[Dataset excerpt]
== == ==

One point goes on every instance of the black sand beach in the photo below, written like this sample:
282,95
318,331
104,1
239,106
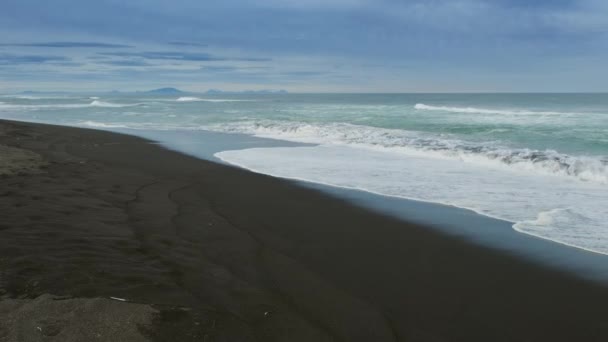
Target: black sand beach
205,252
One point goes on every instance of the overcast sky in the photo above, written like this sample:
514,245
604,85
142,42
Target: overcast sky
305,45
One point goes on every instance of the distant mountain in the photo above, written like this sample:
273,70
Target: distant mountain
165,91
266,91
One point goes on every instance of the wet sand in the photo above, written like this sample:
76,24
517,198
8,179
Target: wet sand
205,252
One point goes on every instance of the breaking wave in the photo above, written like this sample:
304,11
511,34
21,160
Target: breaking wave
95,103
198,99
547,162
473,110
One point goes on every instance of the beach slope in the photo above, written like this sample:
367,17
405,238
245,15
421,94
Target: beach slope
204,252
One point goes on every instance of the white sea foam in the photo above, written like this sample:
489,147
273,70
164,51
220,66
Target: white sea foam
546,162
101,124
198,99
532,202
95,103
473,110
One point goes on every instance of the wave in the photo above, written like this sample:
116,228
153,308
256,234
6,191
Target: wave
101,124
546,162
473,110
31,97
95,103
198,99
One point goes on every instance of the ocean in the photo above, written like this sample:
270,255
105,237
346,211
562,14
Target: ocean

== == ==

_WHAT IS REQUIRED_
Only the lines from the one containing "One point goes on every instance of the beach" through the end of the entries above belong in the answer; repeat them exactly.

_ANSWER FOR THIS EXERCISE_
One point goes on every instance of the beach slope in the photo above, written like this sample:
367,17
405,238
245,15
421,94
Target: beach slope
204,252
One point goes on every instance of the white sea foam in the photo above, written like this sample:
489,147
273,70
164,51
220,66
Target: white sea foam
546,162
101,124
198,99
532,202
95,103
473,110
One point goes on every instance of the wave in the photo above, written like this sample:
116,228
153,308
256,234
6,191
Target: wave
101,124
546,162
473,110
31,97
95,103
198,99
One point goes on every instance of the ocean in the photo above, written like this sample:
270,255
105,237
346,211
562,14
Target: ocean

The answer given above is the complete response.